◆ Source text ◆

>>

The decision came in Friday’s In re Ingram (Okla. Ct. App. Mar. 21, 2014), but the Oklahoma Court of Civil Appeals had already held something similar in In re Harvey (Okla. Ct. Civ. App. 2012), a decision that came after the lower court decision in this case (some paragraph breaks added):

Title 12, § 1634 provides:

The material allegations of the petition shall be sustained by sworn evidence, and the prayer of the petition shall be granted unless the court or judge finds that the change is sought for an illegal or fraudulent purpose, or that a material allegation in the petition is false.

… The law does not require males be given traditionally male names, or females traditionally female names, by their parents at birth. Additionally, there are numerous gender-androgynous names.

The relevant issue in a name change proceeding is not whether the applicant’s DNA corresponds with the traditionally male or female name preferred by the applicant. The statute does not change the sex of the applicant, only the applicant’s name.

The trial court’s denial was not based on a finding that a material allegation in the petition was false. Therefore, the relevant issue is whether the applicant is seeking a name change for an illegal or fraudulent purpose. We hold that the trial court abused its discretion by overruling Harvey’s Motion for New Trial and denying his application for a change of name. The trial court’s finding that Harvey sought a name change for an illegal or fraudulent purpose is not supported by the evidence.

Because we hold the trial court abused its discretion by failing to apply the standard set forth in 12 O.S. § 1634, we will not address Harvey’s constitutional arguments. The trial court’s judgment is reversed, and the case is remanded with directions to enter judgment granting Harvey’s change of name.

Ingram’s case was basically the same as Harvey’s. Here, by the way, is an account from The Oklahoman about the trial judge’s reasoning:

“A so-called sex-change surgery can make one appear to be the opposite sex, but in fact they are nothing more than an imitation of the opposite sex,” the judge wrote in a seven-page order [in 2011].

<<

◆ Data ◆
>>

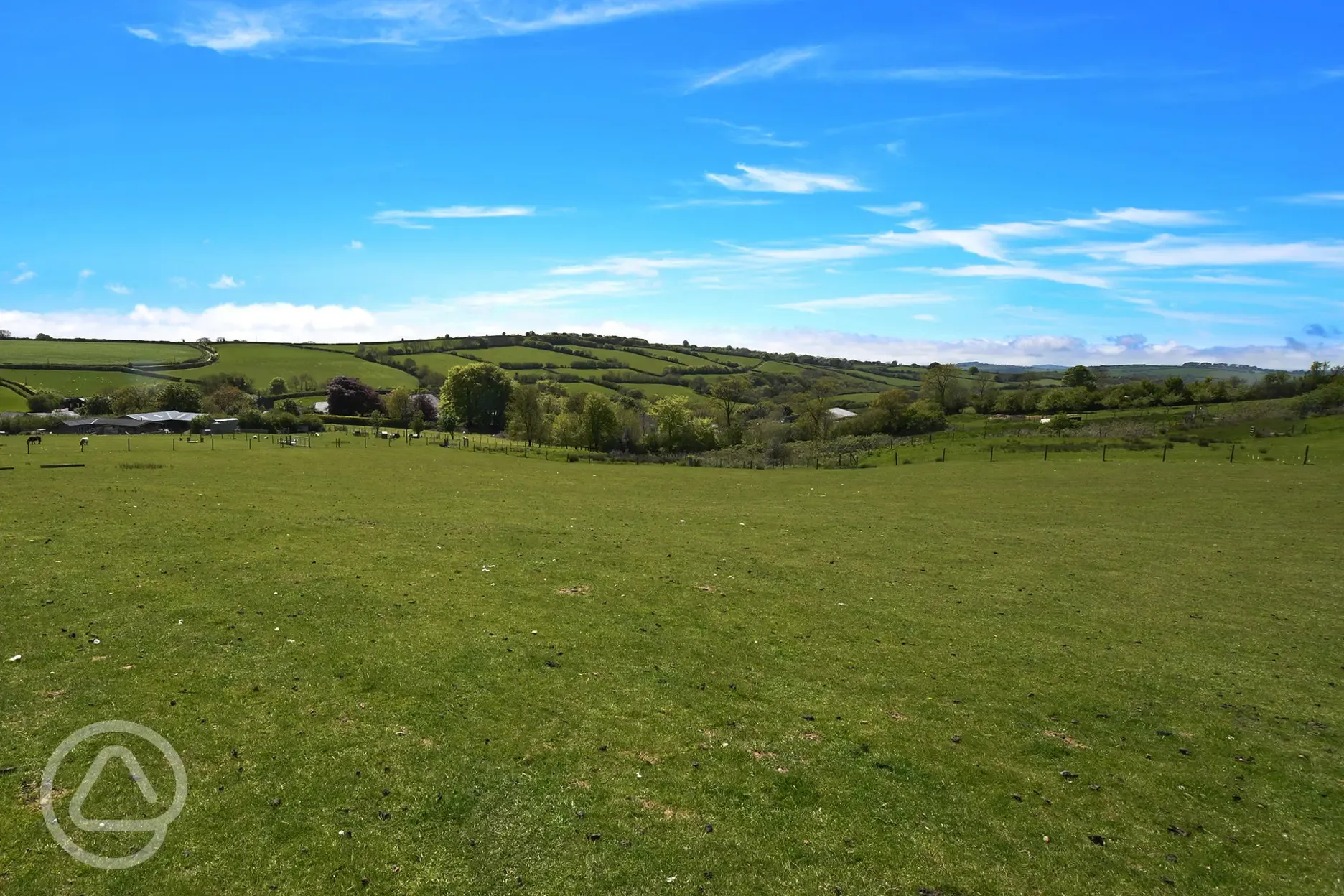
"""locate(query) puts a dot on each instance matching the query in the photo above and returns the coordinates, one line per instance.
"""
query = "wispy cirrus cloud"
(903, 210)
(777, 180)
(715, 203)
(872, 300)
(635, 266)
(946, 74)
(757, 69)
(750, 135)
(279, 27)
(1317, 199)
(539, 296)
(1017, 271)
(411, 219)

<<

◆ Problem set ◆
A) In the text on the Oklahoma name-change rulings, how long was the trial judge's 2011 order?
B) Write the next part of the text on the Oklahoma name-change rulings, picking up after its last sentence.

◆ Exercise responses ◆
A) Seven pages.

B)
“Here, petitioner has not even had the surgery by which his sex purports to be changed. Thus, based on the foregoing and the DNA evidence, a sex change cannot make a man a woman or a woman a man all of which, the Court finds is sufficient in and of itself to deny petitioner’s request for a name change,” Graves wrote.

“To grant a name change in this case would be to assist that which is fraudulent,” Graves wrote. “It is notable that Genesis 1:27-28 states: ‘So God created man in his own image, in the image of God created he him; male and female created he them. And God blessed them, and God said unto them, be fruitful, and multiply, and replenish the earth …’ The DNA code shows God meant for them to stay male and female.”

The judge also wrote about not wanting to be “complicit in legitimizing sex changes through changes of names.”

Well, that’s the trouble with being a judge — you have to be complicit in what the law provides, regardless of your interpretations of Genesis. And, as the Oklahoma appellate courts have made clear, Oklahoma name change law allows men to change their names to traditionally female names (and women to traditionally male names), without regard to their chromosomes.

Thanks to Prof. Howard Friedman (Religion Clause) for the pointer.